Tarefas a fazer
**a.** No relato sobre Jose, porque hesitava ele em regressar a casa subindo a costa atlântica de África? Explique em uma a três frases.
**b.** Retome o relato sobre Jose a partir da sua última frase.

Excerto
---
11 junho, 2012

O Último Abraço


Jose, de feições latinas, vestia uma t-shirt azul grená. Carregava uma enorme mochila e foi sentar-se duas filas atrás de mim. Quando finalmente em Livingstone descemos do autocarro e estabelecemos o primeiro contacto verbal, confirmei a sua origem espanhola, mais precisamente de Barcelona.
Havíamo-nos alojado no mesmo hostel. Jose encontrava-se em viagem sensivelmente ao mesmo tempo que eu, perdendo-se no entanto apenas por estes países do sul de África e durante aqueles dias, debatia-se sobre que caminho deveria seguir depois de chegar à Cidade do Cabo. O seu desejo era rumar a casa subindo a costa atlântica de África, mas as dificuldades do caminho faziam-no questionar se não seria mais sensato seguir antes para o sudoeste asiático, onde de resto se encontra de momento.
Passamos uma semana inteira por Livingstone. Luís, um instrutor português de mergulho, também se junta a nós. Cozinhamos todos os dias;
- Em seis meses, esta é a semana em que comi melhor! – Dizia Jose enquanto o perfume dos nossos tachos invadiam a cozinha e despertavam a curiosidade dos outros hóspedes.
Jose é uma pessoa divertida e bem-humorada, e a empatia gerou-se com grande facilidade. Quando o deixei por terras da Zâmbia, prometemos que nos havíamos de reencontrar no Cabo para a minha despedida, depois das três semanas que iria passar com a irmã e dois amigos – um deles feito no caminho – na Namíbia.
---
Registos listados
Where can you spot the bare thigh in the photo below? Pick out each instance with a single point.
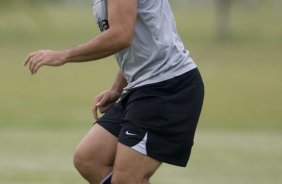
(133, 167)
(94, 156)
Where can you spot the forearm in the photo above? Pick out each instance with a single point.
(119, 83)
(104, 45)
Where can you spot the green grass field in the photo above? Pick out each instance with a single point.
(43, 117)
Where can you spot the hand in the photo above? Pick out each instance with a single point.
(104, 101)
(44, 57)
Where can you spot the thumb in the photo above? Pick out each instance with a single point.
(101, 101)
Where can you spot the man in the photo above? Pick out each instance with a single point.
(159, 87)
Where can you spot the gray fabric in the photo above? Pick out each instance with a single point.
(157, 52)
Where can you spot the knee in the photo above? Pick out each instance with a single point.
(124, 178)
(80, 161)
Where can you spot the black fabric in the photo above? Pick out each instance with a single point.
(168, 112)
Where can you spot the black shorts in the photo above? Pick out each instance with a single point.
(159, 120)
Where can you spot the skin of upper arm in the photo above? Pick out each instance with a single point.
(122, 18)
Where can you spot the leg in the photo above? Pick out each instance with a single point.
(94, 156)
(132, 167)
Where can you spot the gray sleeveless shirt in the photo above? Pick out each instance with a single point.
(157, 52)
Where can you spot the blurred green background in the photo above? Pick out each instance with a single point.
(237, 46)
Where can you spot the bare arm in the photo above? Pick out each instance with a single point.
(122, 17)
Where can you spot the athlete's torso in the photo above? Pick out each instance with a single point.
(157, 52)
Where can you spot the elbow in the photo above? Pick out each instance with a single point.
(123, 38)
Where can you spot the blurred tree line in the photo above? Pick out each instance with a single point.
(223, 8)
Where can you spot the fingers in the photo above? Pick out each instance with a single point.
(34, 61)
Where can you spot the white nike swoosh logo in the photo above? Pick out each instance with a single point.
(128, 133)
---
Resultados por tarefa
**a.** Porque as dificuldades do caminho o faziam questionar se não seria mais sensato seguir antes para o sudoeste asiático.

**b.**
Os 230Km que faltam para o Cabo Agulhas vão ficar por fazer por conta de burocracias no rent-a-car. No entanto, a noite da despedida faz esquecer qualquer réstia de frustração e transforma-se na metáfora perfeita daquilo que foi a viagem.
A Jose – acabado de chegar na companhia de Ari (uma das amigas) – junta-se Daniel – num intervalo das suas aulas de voo – e que traz também consigo mais amigos, sendo que um deles é uma arquitecta portuguesa a trabalhar no Cabo para um projecto de um estádio na Mauritânia. Também Imraan – que havia conhecido no Cairo meses antes no final da sua viagem de bicicleta desde o Cabo, precisamente – se junta a nós com mais dois amigos. Todos juntos à mesa de jantar, vendo o jogo do Benfica frente ao Chelsea e envergando a camisola encarnada oferecido pelos amigos antes do inicio da viagem, julgo ter reunido em volta daquele tacho de massa que confeccionei para todos, toda uma família; a dos afectos… a dos que estão longe e a dos que fiz pelo caminho.

A manhã acordou igual a tantas outras. O vazio que sinto é simplesmente o de não saber o que sentir e o de sentir tudo ao mesmo tempo.
Imraan aguarda-me do outro lado da porta para me levar até ao aeroporto e troco o ultimo abraço com Jose com a promessa renovada de nos voltarmos a encontrar.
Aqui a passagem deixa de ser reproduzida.